• _PASSAGE PROVIDED_:
US Pivotal Clinical Study of the Adient Absorbable Filter for the Prevention of Pulmonary Embolism

Study Description

Brief Summary

The objective of the study is to evaluate the safety and efficacy of the Adient absorbable filter for the prevention of pulmonary embolism (PE: blood clot in the lungs). PE claims the lives of over 100,000 Americans each year, more than breast cancer, traffic fatalities and HIV combined.

Pharmaceutical anticoagulation (blood thinners) that reduce blood clot formation represent the standard of care for treating patients at risk for PE. However, for people who are temporarily unable to use anticoagulants, such as those who have suffered major trauma or those who are scheduled for surgical procedures, inferior vena cava (IVC) filters are used to help protect against PE. These blood filters prevent large blood clots that originate in the deep veins of the legs (deep vein thrombosis (DVT)) from reaching your lungs causing a potentially life-threatening PE.

Conventional metal IVC filters have been proven effective at reducing the incidence of PE, however, most require retrieval. If not retrieved within a timely manner (months), they can perforate the IVC, impale nearby organs with their barbed struts, and cause blood clots.

• _SOURCE MATERIAL_:
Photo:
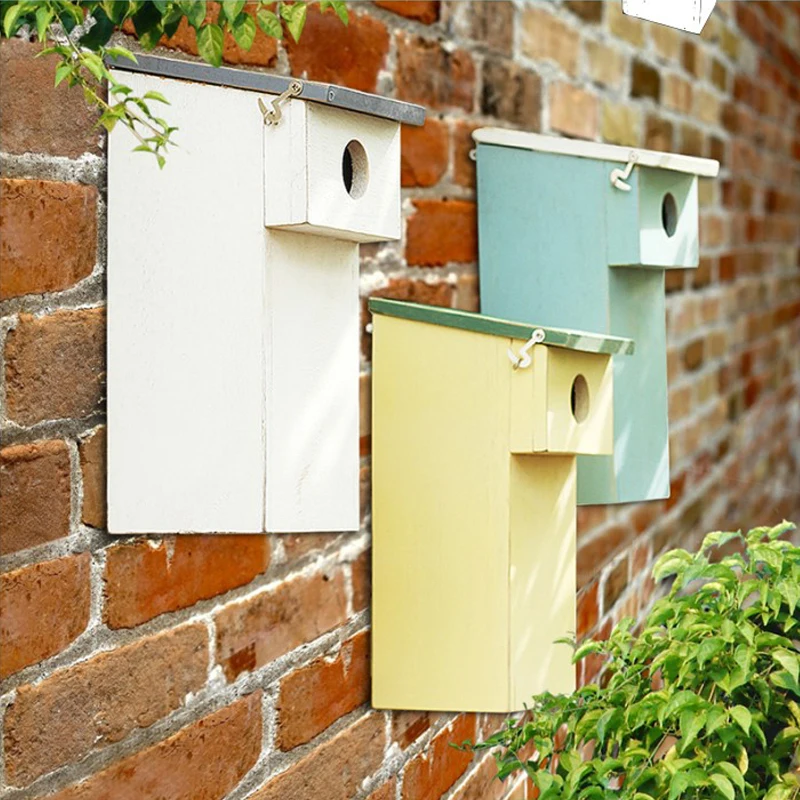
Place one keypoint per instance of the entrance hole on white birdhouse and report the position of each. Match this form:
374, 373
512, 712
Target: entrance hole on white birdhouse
669, 214
355, 169
579, 398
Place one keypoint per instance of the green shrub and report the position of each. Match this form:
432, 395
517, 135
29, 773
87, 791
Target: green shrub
702, 703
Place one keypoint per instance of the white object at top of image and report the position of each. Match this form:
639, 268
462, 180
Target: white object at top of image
687, 15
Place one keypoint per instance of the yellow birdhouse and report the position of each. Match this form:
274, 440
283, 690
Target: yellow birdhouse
476, 426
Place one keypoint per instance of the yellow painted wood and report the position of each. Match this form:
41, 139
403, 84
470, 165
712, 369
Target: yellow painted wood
473, 546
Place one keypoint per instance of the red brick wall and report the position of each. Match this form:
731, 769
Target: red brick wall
196, 666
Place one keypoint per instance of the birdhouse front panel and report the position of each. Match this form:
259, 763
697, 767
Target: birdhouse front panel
233, 345
464, 528
577, 234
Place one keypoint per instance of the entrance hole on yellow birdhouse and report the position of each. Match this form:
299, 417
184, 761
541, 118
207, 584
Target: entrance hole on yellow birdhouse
355, 169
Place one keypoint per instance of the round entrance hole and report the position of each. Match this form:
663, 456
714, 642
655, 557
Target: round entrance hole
579, 398
669, 214
355, 169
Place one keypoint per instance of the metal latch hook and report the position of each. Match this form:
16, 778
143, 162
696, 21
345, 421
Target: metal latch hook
272, 116
523, 359
620, 176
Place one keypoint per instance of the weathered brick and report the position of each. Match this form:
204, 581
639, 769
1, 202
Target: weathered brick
93, 471
574, 111
335, 770
645, 80
258, 630
351, 55
35, 497
76, 710
63, 251
44, 608
203, 761
55, 366
425, 11
492, 25
511, 93
430, 774
144, 579
622, 124
547, 38
39, 117
430, 74
606, 64
313, 697
425, 153
441, 232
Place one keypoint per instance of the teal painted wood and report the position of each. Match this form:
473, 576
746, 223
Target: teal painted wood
550, 228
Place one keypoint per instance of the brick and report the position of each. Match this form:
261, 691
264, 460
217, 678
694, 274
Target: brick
606, 64
442, 232
144, 578
35, 497
615, 584
203, 761
335, 770
76, 710
588, 10
44, 608
430, 774
93, 471
574, 111
428, 73
351, 55
624, 27
492, 25
622, 124
313, 697
39, 117
55, 366
260, 629
63, 251
545, 37
658, 133
425, 153
424, 11
483, 784
511, 93
645, 81
463, 144
362, 581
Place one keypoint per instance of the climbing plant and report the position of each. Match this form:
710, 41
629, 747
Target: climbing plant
80, 33
702, 703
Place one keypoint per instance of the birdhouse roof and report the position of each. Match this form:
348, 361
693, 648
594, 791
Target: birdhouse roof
328, 94
704, 167
479, 323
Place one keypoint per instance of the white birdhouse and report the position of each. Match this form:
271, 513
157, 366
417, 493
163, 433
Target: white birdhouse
687, 15
233, 308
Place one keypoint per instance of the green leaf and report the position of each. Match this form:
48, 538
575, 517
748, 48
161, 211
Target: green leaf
269, 23
295, 16
244, 31
742, 717
724, 786
209, 43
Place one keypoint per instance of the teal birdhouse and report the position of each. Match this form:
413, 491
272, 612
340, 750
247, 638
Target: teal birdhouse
577, 234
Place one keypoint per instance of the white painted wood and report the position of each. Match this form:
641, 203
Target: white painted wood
185, 307
686, 15
312, 383
317, 200
705, 167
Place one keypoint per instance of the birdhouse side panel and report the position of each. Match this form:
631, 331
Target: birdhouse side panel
542, 238
311, 383
185, 319
440, 474
543, 577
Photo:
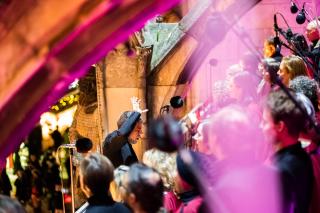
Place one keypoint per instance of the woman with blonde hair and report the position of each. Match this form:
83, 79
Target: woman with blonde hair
291, 66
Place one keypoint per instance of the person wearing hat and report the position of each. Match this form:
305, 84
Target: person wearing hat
118, 144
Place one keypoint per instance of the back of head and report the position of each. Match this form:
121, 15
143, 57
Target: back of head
97, 172
146, 184
164, 163
123, 117
308, 87
9, 205
270, 50
271, 66
314, 24
299, 42
234, 132
295, 66
283, 109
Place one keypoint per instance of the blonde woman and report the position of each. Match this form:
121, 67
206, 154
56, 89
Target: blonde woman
164, 163
291, 66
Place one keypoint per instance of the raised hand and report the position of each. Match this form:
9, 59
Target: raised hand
135, 102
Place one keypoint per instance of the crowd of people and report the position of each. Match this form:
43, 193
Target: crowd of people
256, 149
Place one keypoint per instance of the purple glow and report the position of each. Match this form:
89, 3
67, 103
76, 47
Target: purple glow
78, 69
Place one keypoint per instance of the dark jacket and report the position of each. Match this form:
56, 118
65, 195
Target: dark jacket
5, 185
104, 203
116, 145
296, 174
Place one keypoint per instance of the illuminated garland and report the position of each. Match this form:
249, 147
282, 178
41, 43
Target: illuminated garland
65, 103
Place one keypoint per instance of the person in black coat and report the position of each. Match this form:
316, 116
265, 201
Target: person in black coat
5, 185
283, 120
96, 174
313, 35
118, 144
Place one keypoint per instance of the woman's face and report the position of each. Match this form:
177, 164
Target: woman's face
284, 74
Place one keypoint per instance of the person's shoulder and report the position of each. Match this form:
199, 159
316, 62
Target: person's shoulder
116, 207
120, 207
111, 135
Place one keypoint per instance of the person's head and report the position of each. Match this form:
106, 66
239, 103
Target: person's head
233, 134
269, 68
312, 30
164, 163
9, 205
299, 43
282, 120
96, 174
308, 87
291, 66
269, 48
119, 174
137, 130
242, 86
144, 189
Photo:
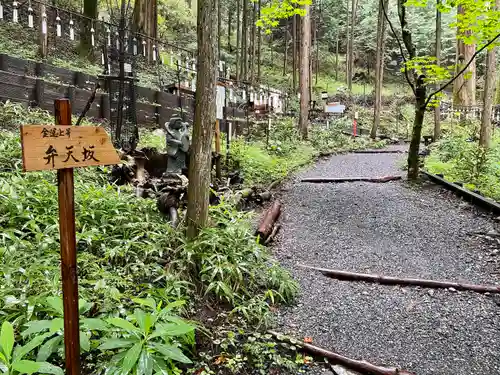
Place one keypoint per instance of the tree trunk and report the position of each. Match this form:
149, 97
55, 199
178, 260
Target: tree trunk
90, 11
351, 45
464, 90
244, 39
305, 52
337, 55
219, 29
379, 67
413, 159
253, 45
285, 55
229, 26
437, 109
489, 91
347, 73
294, 53
43, 46
204, 118
238, 39
259, 45
146, 21
316, 44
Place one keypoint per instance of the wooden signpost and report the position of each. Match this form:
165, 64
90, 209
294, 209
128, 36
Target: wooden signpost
64, 147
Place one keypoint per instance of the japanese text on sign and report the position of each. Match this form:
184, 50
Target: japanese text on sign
61, 146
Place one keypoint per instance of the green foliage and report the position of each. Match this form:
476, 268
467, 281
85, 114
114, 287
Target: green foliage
12, 358
280, 9
123, 243
460, 159
147, 341
239, 352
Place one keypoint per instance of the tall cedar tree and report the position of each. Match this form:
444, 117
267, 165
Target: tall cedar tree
379, 67
238, 39
437, 109
146, 21
418, 85
90, 13
244, 40
464, 87
294, 53
204, 118
305, 53
350, 65
347, 33
489, 91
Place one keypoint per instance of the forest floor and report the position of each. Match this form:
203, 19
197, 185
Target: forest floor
394, 229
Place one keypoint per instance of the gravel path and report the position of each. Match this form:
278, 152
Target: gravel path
397, 230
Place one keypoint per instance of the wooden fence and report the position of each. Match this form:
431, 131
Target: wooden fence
37, 84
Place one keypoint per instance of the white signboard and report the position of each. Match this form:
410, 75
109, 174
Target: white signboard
334, 108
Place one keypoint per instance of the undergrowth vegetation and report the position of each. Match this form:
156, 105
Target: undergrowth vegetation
459, 158
145, 292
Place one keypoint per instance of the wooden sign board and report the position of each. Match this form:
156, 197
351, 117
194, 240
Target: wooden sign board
47, 147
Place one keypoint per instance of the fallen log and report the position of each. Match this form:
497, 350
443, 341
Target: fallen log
273, 234
362, 367
264, 196
269, 219
325, 180
381, 151
390, 280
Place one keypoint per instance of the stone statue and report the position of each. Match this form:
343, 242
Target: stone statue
177, 144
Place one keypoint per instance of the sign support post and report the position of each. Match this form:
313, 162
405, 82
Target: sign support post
63, 147
69, 275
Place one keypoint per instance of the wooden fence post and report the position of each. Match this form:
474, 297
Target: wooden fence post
218, 171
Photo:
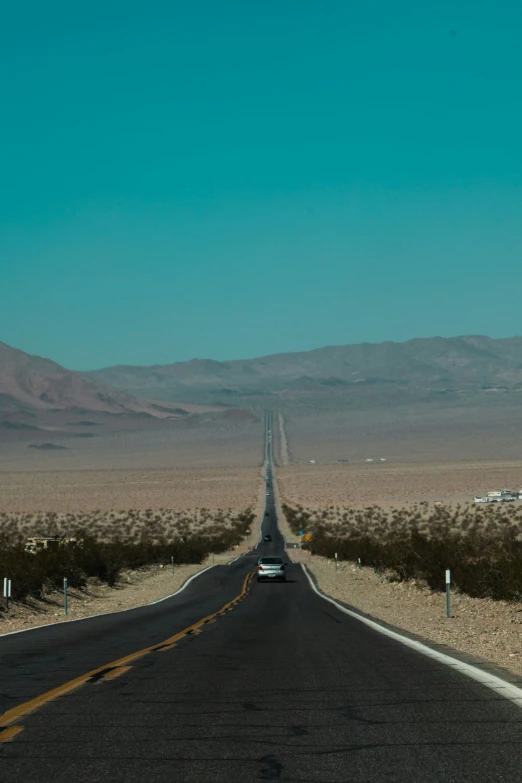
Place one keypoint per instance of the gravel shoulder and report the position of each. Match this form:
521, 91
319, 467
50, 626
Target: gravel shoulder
482, 628
134, 588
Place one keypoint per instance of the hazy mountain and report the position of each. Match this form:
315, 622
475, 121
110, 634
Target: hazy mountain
32, 384
418, 367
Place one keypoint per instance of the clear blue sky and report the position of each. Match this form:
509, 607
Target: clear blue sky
225, 180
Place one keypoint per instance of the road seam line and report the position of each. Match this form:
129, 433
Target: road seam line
21, 710
104, 614
491, 681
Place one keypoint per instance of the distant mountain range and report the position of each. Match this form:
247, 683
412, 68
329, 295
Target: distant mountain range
385, 373
419, 367
32, 383
40, 398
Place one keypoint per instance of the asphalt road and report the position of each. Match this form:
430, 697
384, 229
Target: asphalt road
282, 686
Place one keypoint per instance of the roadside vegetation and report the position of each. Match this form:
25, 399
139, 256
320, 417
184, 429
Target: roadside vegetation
482, 547
105, 543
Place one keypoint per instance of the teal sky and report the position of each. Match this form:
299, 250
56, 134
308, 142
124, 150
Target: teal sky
226, 180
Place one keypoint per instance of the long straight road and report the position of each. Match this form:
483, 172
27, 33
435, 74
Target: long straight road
280, 686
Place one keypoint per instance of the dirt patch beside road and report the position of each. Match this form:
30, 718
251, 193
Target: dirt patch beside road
487, 629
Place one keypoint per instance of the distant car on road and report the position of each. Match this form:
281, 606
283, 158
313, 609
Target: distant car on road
271, 568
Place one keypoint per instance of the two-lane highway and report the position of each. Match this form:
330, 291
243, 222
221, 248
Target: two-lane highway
280, 686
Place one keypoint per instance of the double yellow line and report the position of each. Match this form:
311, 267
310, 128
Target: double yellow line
107, 672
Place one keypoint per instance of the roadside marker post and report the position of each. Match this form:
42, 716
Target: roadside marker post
7, 591
448, 593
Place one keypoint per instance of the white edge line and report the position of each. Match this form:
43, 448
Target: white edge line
104, 614
497, 684
132, 608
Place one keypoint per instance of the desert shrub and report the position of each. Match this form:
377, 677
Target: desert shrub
482, 547
108, 542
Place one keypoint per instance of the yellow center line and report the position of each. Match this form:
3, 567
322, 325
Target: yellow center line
120, 665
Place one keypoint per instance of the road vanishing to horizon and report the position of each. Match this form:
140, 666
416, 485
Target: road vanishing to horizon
235, 680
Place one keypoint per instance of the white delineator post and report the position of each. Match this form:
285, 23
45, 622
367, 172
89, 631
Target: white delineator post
448, 593
7, 591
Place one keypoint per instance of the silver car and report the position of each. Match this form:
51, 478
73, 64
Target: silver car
271, 568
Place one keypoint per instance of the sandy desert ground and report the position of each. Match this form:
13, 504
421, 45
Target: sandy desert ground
212, 488
415, 433
204, 445
387, 484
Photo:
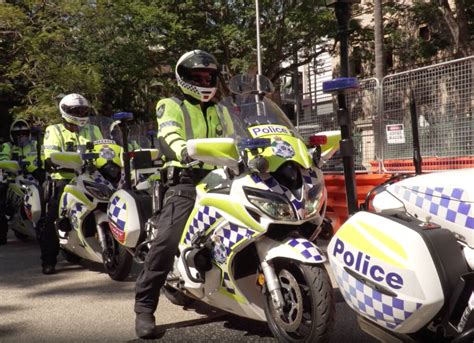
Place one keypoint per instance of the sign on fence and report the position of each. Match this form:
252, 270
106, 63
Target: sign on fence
395, 134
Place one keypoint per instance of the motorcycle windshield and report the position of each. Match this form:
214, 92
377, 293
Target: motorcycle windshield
106, 136
142, 136
248, 113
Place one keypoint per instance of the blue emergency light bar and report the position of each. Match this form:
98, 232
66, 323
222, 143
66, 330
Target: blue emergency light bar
89, 156
254, 143
123, 116
340, 84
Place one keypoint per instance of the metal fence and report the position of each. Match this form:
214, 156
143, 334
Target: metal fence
362, 105
444, 99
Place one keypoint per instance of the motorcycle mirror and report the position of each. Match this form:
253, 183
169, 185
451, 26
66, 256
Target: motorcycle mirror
124, 116
317, 140
340, 84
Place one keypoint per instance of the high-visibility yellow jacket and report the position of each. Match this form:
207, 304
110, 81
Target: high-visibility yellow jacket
28, 153
180, 120
59, 139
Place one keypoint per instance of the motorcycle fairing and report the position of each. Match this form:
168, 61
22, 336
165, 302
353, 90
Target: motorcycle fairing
297, 249
117, 214
446, 206
385, 272
204, 218
310, 180
283, 148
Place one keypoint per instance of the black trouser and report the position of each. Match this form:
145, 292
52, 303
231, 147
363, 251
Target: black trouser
47, 235
3, 207
160, 258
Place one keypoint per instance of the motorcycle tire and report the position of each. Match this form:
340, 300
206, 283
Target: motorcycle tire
118, 262
176, 297
70, 257
309, 311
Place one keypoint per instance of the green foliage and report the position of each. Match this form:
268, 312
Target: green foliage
120, 54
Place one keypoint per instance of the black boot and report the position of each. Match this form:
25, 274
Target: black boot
49, 269
145, 325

• _EXERCISE INSTRUCTIONS_: According to the study description, what kind of filter is used to help protect against pulmonary embolism in people who are temporarily unable to use anticoagulants?

• _SOLVED EXERCISE_: Inferior vena cava (IVC) filters.